Text under study:
┄┄┄┄┄┄┄┄┄┄┄┄┄┄┄┄┄┄┄┄

Position map in the pipeline

FILE (CSV / XLSX)
     │
     ▼  ── STAGE 1: LOADING ──────────────────────────────────────────────
     │   detect_encoding          (normalizer.py)
     │   detect_delimiter         (normalizer.py)  [CSV only]
     │   detect_header_row        (normalizer.py)  [CSV only]
     │   detect_best_sheet        (normalizer.py)  [Excel only]
     │
     ▼  ── STAGE 1b: PRE-PROCESSING (Phase 0) ────────────────────────────
     │   detect_and_strip_preheader_rows (normalizer.py)  [CSV + Excel]
     │   drop_low_variability_columns    (normalizer.py)  [CSV + Excel]
     │
     ▼  ── STAGE 2: SCHEMA / CLASSIFICATION ─────────────────────────────
     │   compute_columns_key      (normalizer.py)  [schema cache]
     │   compute_file_hash        (normalizer.py)  [import idempotency]
     │   [PHASE 0 classifier.py: deterministic column synonyms]
     │
     ▼  ── STAGE 3: NORMALISATION ──────────────────────────────────────
     │   parse_date_safe          (normalizer.py)
     │   parse_amount             (normalizer.py)
     │   apply_sign_convention    (normalizer.py)
     │   normalize_description    (normalizer.py)
     │   compute_transaction_id   (normalizer.py)  [SHA-256 dedup]
     │   [intra-file dedup: aggregation of identical rows]
     │   remove_card_balance_row  (normalizer.py)
     │
     ▼  ── STAGE 4: DEDUP CHECK ────────────────────────────────────────────
     │   get_existing_tx_ids      (repository.py)
     │   [IDs already calculated at step 3 → no LLM call on already-known txs]
     │
     ▼  ── STAGE 5: DESCRIPTION CLEANING ──────────────────────────────────
     │   redact_pii               (sanitizer.py)   [before LLM]
     │   restore_owner_aliases    (sanitizer.py)   [after LLM]
     │   [LLM output filter: discard "null","none","nan",…]
     │
     ▼  ── STAGE 6: INTERNAL TRANSFER DETECTION ────────────────────────────
     │   detect_internal_transfers (normalizer.py)
     │     ├─ Phase 1: amount + date matching
     │     └─ Phase 2: owner name match
     │
     ▼  ── STAGE 7: CARD RECONCILIATION ───────────────────────────────────
     │   find_card_settlement_matches (normalizer.py)

┄┄┄┄┄┄┄┄┄┄┄┄┄┄┄┄┄┄┄┄

Answer these questions from the pipeline map:
(a) Which file contains redact_pii and restore_owner_aliases?
(b) What are the two phases of detect_internal_transfers?
(c) Which Stage 1 function is marked as applying to Excel only?

(Stored data entries)
┄┄┄┄┄┄┄┄┄┄┄┄┄┄┄┄┄┄┄┄

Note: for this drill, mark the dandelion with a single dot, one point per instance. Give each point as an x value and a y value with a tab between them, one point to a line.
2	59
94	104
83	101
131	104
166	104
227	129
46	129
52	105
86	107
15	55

┄┄┄┄┄┄┄┄┄┄┄┄┄┄┄┄┄┄┄┄

Solution to this exercise:
(a) sanitizer.py
(b) Phase 1 is amount + date matching, and Phase 2 is owner name match.
(c) detect_best_sheet